[WHAT YOU NEED TO DO]
Lay out as a JSON list of strings, one string per line, the part of the items below that opens with the line containing "For each instance of the skyscraper" and runs through the end of the items. Leave out blank lines.

[Location labeling records]
☆ ☆ ☆ ☆ ☆
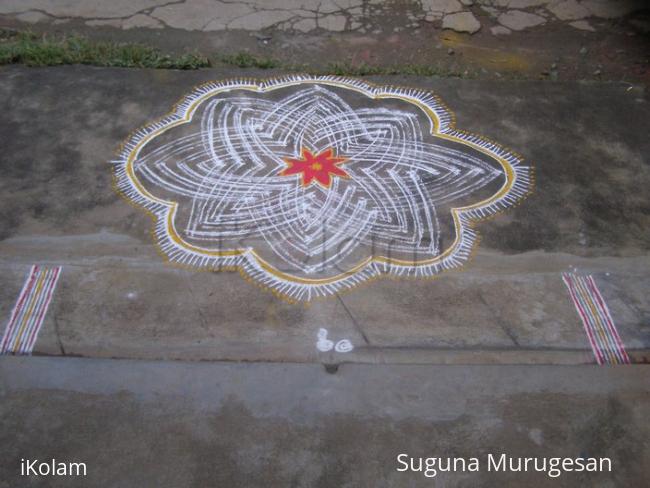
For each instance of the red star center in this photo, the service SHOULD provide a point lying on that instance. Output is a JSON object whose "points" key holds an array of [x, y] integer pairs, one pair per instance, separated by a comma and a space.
{"points": [[315, 167]]}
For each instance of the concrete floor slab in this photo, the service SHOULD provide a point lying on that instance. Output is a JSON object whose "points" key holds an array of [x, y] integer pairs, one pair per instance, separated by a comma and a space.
{"points": [[176, 424], [116, 297]]}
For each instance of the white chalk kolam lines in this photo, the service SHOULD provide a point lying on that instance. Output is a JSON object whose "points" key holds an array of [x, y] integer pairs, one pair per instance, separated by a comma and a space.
{"points": [[310, 185]]}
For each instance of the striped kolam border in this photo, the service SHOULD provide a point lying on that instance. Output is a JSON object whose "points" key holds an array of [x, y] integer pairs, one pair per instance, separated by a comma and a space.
{"points": [[518, 184], [29, 311], [605, 341]]}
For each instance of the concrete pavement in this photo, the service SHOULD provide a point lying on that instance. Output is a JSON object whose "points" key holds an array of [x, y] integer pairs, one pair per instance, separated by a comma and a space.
{"points": [[177, 425], [116, 297], [532, 39]]}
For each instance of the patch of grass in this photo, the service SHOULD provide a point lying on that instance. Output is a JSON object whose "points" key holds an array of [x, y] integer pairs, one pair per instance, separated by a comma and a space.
{"points": [[40, 50], [248, 60], [32, 50]]}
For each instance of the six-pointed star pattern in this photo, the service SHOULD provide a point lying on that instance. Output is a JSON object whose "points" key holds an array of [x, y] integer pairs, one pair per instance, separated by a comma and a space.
{"points": [[311, 185]]}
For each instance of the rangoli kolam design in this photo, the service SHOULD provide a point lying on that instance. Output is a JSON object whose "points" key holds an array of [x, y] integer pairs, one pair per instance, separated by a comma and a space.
{"points": [[311, 185]]}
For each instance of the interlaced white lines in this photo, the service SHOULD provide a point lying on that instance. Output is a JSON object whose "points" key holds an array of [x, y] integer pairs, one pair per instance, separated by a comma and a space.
{"points": [[219, 183]]}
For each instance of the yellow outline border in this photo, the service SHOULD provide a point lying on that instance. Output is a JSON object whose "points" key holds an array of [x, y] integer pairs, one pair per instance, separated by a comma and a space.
{"points": [[274, 83]]}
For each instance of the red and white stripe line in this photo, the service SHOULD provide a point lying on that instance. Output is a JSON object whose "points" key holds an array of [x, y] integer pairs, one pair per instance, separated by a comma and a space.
{"points": [[29, 312], [605, 340]]}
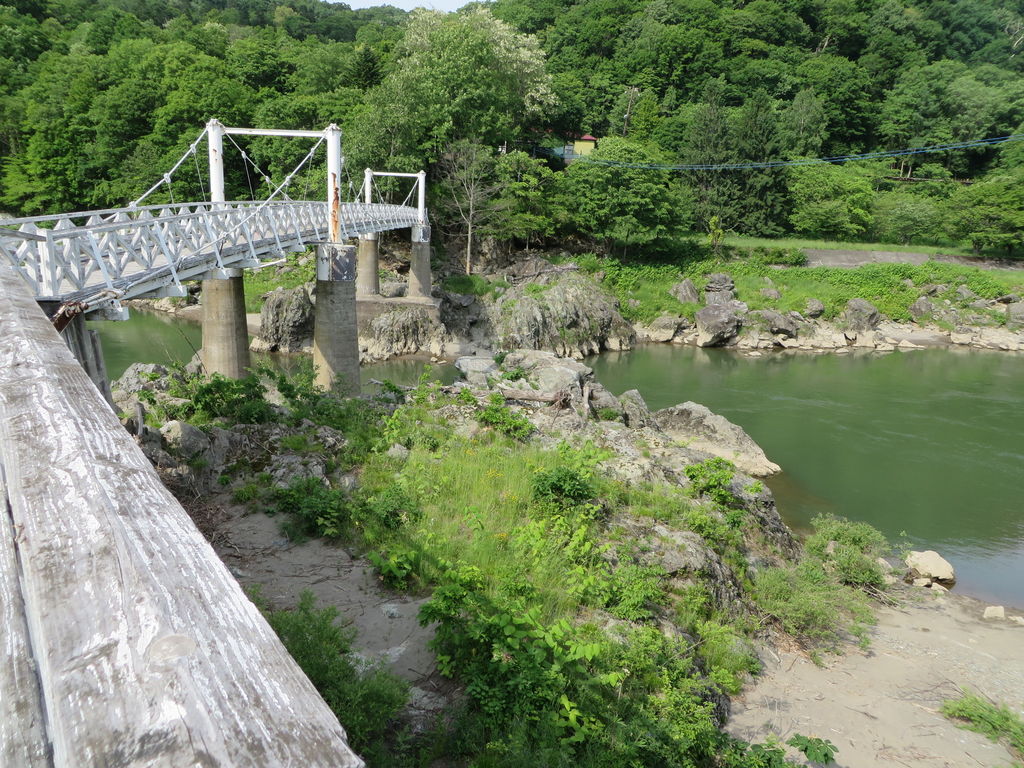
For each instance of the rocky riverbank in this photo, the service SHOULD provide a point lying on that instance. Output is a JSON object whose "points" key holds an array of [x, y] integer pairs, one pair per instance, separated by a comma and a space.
{"points": [[539, 305], [695, 528]]}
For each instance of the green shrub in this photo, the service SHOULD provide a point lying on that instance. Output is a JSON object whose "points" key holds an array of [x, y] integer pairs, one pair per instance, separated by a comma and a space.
{"points": [[216, 396], [563, 485], [995, 721], [314, 508], [634, 589], [713, 478], [367, 699], [812, 605], [389, 508], [496, 414], [854, 548]]}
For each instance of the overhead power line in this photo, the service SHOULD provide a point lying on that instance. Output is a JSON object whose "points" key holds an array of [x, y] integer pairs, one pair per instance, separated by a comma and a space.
{"points": [[804, 161]]}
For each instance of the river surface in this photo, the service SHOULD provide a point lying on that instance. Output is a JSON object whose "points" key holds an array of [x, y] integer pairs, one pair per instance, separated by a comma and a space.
{"points": [[930, 442]]}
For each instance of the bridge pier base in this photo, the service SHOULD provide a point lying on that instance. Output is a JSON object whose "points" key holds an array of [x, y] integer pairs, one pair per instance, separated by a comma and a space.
{"points": [[336, 341], [225, 338], [419, 270], [368, 266]]}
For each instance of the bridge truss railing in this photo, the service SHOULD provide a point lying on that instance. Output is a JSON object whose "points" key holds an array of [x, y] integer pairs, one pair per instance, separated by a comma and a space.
{"points": [[99, 257]]}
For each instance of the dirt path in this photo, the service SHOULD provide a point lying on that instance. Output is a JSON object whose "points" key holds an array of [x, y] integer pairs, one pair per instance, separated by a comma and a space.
{"points": [[880, 708]]}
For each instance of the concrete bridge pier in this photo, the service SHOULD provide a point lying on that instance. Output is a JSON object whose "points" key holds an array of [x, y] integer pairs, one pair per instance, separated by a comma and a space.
{"points": [[336, 340], [368, 266], [225, 338], [419, 265]]}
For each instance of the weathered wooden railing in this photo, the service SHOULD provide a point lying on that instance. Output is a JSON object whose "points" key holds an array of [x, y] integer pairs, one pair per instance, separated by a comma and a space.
{"points": [[124, 641]]}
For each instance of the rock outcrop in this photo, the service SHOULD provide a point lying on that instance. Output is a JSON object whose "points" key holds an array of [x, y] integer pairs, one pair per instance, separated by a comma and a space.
{"points": [[286, 322], [717, 325], [696, 427], [567, 314], [930, 566], [860, 315], [720, 289]]}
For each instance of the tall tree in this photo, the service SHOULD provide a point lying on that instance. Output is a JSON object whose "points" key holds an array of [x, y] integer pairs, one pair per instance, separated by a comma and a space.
{"points": [[467, 189], [456, 76], [763, 200], [623, 206], [709, 142]]}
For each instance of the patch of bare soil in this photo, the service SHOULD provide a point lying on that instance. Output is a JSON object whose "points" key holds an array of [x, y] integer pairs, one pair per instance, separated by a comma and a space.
{"points": [[386, 623], [881, 707]]}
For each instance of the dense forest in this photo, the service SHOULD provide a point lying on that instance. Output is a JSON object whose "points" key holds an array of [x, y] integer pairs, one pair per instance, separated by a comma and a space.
{"points": [[99, 98]]}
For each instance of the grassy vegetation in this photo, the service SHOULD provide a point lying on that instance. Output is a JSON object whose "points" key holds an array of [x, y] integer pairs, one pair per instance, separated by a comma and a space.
{"points": [[290, 274], [366, 697], [643, 288], [550, 609], [740, 241], [997, 722]]}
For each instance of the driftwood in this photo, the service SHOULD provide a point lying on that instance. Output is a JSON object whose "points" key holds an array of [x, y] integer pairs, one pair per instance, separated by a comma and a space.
{"points": [[145, 649], [560, 398]]}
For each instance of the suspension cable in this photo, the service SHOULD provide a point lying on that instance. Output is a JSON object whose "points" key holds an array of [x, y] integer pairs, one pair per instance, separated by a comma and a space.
{"points": [[166, 179]]}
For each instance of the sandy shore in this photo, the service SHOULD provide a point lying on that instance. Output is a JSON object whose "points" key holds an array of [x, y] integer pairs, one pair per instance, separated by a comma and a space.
{"points": [[881, 708]]}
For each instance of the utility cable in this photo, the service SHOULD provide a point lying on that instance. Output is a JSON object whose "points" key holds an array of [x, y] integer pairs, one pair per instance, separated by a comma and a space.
{"points": [[787, 163]]}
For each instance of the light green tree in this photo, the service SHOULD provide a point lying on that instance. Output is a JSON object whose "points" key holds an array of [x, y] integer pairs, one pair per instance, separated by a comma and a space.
{"points": [[830, 201], [621, 206]]}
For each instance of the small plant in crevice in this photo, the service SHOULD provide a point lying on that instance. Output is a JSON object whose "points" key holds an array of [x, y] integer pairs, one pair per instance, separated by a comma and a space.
{"points": [[713, 478], [997, 722], [496, 414], [367, 698], [312, 508]]}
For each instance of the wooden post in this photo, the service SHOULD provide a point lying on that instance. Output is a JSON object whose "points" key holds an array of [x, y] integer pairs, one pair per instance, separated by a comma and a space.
{"points": [[145, 649]]}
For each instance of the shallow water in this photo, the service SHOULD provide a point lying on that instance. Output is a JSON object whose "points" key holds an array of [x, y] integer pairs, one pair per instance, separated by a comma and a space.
{"points": [[930, 442]]}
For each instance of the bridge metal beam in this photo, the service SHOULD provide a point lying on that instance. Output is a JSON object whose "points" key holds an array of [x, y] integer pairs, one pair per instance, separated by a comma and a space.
{"points": [[225, 335]]}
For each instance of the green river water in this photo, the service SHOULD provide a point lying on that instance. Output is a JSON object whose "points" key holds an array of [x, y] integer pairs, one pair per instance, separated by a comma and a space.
{"points": [[928, 442]]}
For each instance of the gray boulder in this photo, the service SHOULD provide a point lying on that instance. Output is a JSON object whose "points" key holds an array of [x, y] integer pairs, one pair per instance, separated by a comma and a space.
{"points": [[635, 411], [663, 329], [184, 440], [922, 308], [548, 373], [286, 323], [1015, 315], [775, 323], [602, 399], [476, 370], [814, 308], [702, 430], [393, 289], [720, 289], [685, 292], [860, 315], [403, 330], [966, 294], [717, 324], [571, 316]]}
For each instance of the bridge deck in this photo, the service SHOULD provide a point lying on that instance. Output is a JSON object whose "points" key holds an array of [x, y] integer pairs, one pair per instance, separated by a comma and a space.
{"points": [[124, 640]]}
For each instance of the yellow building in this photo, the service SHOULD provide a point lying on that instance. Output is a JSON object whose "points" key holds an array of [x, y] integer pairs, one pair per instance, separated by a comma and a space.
{"points": [[584, 145]]}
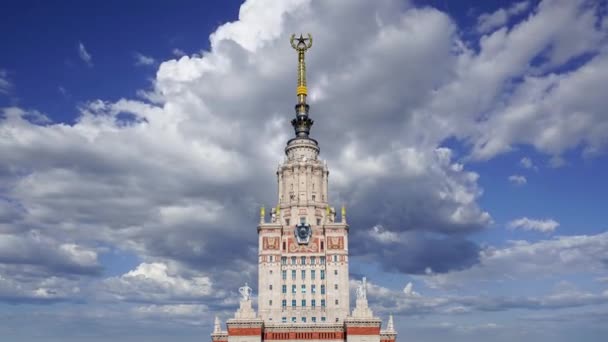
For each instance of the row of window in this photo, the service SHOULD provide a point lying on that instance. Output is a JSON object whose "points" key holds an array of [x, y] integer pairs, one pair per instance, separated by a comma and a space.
{"points": [[312, 261], [313, 303], [313, 288], [313, 274], [312, 319]]}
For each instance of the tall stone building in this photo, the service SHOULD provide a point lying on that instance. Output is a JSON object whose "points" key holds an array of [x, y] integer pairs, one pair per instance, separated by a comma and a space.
{"points": [[303, 254]]}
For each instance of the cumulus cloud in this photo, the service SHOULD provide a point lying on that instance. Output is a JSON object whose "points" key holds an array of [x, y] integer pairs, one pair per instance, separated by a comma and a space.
{"points": [[518, 179], [141, 59], [177, 179], [409, 290], [527, 163], [154, 282], [84, 54], [545, 226], [409, 303], [519, 260], [178, 52]]}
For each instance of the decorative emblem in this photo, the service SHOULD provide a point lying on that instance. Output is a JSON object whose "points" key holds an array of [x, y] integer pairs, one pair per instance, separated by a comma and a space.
{"points": [[271, 243], [362, 289], [245, 292], [303, 233]]}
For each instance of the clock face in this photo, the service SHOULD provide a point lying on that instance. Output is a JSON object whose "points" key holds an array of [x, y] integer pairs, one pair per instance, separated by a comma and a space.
{"points": [[303, 233]]}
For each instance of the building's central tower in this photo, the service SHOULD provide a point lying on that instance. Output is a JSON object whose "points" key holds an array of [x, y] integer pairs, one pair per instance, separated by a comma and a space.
{"points": [[303, 290], [303, 249]]}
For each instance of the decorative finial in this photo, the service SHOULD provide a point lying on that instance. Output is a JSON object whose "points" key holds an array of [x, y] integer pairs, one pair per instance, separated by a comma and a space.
{"points": [[217, 326], [390, 327], [302, 122], [262, 214], [245, 292], [362, 289]]}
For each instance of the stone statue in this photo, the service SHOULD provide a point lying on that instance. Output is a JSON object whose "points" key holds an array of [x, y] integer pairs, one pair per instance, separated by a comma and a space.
{"points": [[245, 292], [273, 215], [362, 289]]}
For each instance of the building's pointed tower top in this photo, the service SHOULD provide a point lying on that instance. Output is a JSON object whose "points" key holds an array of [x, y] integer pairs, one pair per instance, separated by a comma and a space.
{"points": [[390, 327], [217, 326], [302, 122]]}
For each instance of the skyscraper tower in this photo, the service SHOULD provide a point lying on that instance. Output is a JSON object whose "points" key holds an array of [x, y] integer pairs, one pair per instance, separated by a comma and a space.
{"points": [[303, 252]]}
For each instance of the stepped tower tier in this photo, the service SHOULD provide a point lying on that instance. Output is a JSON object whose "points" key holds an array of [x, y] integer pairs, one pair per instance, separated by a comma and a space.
☆ ☆ ☆ ☆ ☆
[COMPLETED TASK]
[
  "For each instance of the skyscraper tower in this photo, the service SHOULD provide a point lying on that instance. Output is a JSON object whose \"points\" key holds an array of [x, y] integer pairs, one pair per instance, separated by a comma and a space.",
  "{\"points\": [[303, 252]]}",
  "For each instance of the stepped tower tier in this photo, the service SHOULD provide a point lying on that instance. Output is a JSON object whose \"points\" key holds an array of [x, y] integer pairs, one pair per instance, separated by a comma and a space."
]